Aim of the task: Take from the material every line that contains the word "flooring".

Records provided:
++++
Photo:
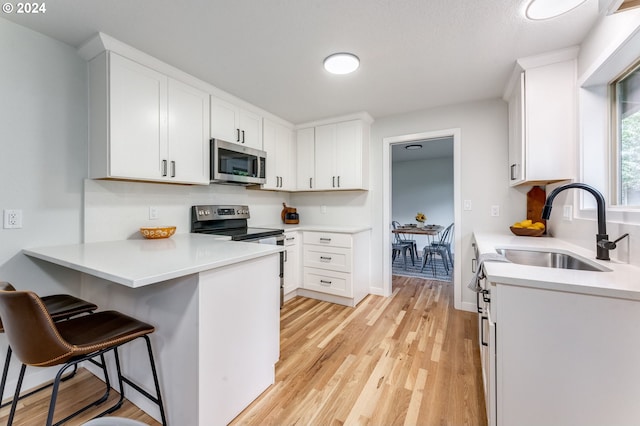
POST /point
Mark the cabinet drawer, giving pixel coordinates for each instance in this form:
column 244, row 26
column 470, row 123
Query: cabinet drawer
column 338, row 283
column 290, row 238
column 331, row 258
column 327, row 239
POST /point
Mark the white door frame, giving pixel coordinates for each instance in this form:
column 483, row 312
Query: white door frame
column 386, row 203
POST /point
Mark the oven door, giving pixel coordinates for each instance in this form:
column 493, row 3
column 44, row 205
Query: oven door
column 233, row 163
column 274, row 240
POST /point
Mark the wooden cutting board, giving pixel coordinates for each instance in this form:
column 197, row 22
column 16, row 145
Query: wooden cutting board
column 536, row 198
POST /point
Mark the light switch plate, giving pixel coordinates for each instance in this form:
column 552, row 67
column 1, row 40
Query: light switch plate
column 12, row 219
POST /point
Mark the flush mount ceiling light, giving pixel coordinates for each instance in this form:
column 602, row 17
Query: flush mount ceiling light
column 341, row 63
column 545, row 9
column 412, row 147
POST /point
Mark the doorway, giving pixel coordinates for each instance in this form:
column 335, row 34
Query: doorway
column 425, row 137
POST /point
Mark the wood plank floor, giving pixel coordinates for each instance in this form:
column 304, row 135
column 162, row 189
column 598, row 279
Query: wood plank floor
column 410, row 359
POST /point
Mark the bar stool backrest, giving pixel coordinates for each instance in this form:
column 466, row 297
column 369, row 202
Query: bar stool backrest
column 30, row 330
column 5, row 286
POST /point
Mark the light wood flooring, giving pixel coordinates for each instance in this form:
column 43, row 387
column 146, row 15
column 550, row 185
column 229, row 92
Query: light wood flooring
++++
Answer to this task:
Mark the light wood flooring, giving pixel coordinates for each instance in this form:
Query: light wood flooring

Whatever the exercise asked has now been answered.